Reproduce the listing below word for word, keeping every line in its original order.

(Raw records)
-.-.-
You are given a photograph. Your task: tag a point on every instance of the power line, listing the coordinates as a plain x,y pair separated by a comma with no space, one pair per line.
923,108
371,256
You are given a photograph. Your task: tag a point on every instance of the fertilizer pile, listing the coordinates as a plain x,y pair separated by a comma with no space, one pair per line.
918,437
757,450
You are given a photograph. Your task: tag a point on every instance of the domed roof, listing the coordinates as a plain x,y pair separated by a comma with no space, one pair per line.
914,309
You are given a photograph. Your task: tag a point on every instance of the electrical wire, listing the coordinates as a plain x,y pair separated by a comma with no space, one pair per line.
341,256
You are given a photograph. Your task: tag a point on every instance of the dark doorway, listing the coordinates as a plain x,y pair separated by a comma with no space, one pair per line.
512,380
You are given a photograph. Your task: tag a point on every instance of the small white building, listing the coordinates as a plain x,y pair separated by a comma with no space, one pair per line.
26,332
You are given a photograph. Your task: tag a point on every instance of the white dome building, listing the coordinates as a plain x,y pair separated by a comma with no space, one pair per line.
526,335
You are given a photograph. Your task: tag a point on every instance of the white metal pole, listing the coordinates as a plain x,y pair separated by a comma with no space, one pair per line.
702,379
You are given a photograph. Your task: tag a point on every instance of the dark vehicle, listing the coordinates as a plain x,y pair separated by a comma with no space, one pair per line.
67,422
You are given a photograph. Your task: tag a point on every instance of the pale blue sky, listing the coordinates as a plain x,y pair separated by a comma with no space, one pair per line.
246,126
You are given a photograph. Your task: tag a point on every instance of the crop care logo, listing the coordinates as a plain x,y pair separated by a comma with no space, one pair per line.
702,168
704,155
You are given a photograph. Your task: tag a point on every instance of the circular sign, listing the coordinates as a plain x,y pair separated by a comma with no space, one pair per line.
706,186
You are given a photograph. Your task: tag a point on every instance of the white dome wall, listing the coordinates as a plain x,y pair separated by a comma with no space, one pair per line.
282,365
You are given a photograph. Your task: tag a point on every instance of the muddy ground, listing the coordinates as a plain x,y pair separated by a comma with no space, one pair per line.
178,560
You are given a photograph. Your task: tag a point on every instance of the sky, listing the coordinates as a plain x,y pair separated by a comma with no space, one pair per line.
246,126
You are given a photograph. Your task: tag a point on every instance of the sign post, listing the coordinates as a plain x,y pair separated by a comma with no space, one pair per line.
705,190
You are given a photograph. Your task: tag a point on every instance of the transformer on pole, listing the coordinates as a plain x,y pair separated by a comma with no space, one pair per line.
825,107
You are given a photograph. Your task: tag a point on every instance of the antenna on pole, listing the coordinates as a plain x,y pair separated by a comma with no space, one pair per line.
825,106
-.-.-
:: Completed exercise ::
You are given a photograph. Your task: tag a point on every instance of the power line, listing the coordinates as a plain x,y pair separated by a comma with no space, one pair per line.
923,108
371,256
You are given a photograph. Your task: tag a point on every instance of the fertilizer pile, listing the coordinates as a plain x,y pair separated by a comma with no space, one pair per line.
918,437
757,450
You are given a photograph. Your task: tag a point on every instance of the domed roof, listing the coordinates as a plain x,y pair separated by a comma with no space, one pair per line.
914,309
You are given a photograph. Your task: tag a point on every instance of the electrical wire, listing the coordinates as a plain x,y pair separated by a comma with no space, one pair per line.
341,256
You are given a photograph. Your task: tag a point on every instance of the dark doorway, listing the coordinates as a plain x,y pair separated by a comma with no space, one pair per line.
512,380
You are given a photograph. Your task: tag a point on every instance of the small white building, listing the coordinates as a plain x,y pair separated by a comma with no space, one pair per line.
26,332
You are given a photograph. Your task: tag a point on every instance of the white dome building, listing the coordinates as a plain x,y pair separated by a comma with no space, one pair per line.
526,335
You are given a photograph. Your task: tag a point on every instance of the white metal pole, listing the coordinates as a plain x,y pair separated by a comma with no space, one pair per line.
702,379
You are given a photograph. Your task: tag a point on every instance of the dark vehicle, listing the coordinates as a plain x,y pair separated by a comma with no space, one pair per line.
67,422
You are given a photograph. Your task: tag a point on every instance of the pale blue sky, listing the coordinates as a plain x,y pair separated by a comma with no space, one pair per line.
246,126
You are given a photograph. Your task: tag a point on every instance of the crop care logo, listing the coordinates as a plain x,y pair separated by a comma with no space, one pair per line.
702,168
704,155
You are given a photograph. Your task: tag a point on every instance of the circular sign, listing the coordinates as a plain x,y pair separated by a comma with no space, one pair per line.
706,186
You are given a photograph. Your task: tag a point on every instance of the white dome wall, listing the coordinates as a plain x,y pair separated by a comma with no space, one pair per line.
282,365
You are given a photograph. Your task: tag a point on every instance of the muddy ground, listing the coordinates as a plain x,y pair separated by a comma with no space, one pair per line.
178,560
You are given a photograph. Your task: tag a point on every instance of the sky, listing the coordinates as a plain x,y pair separated by a comma with no space, one pair per line.
246,126
You are given a photograph. Your task: tag a point on every instance of the sign post, listing the coordinates as a plain x,y pair separated by a comma with no space, one pair per line.
705,190
You are given a photograph. Your task: tag a point on every instance of the transformer on pole, listing the coordinates as a plain x,y pair separated by a comma with no space, one pair per line.
825,107
You are given a photograph. Your task: tag a point on every instance of the antenna on pole, listing the coordinates as a plain x,y pair separated by a comma with no space, one pair per line.
825,106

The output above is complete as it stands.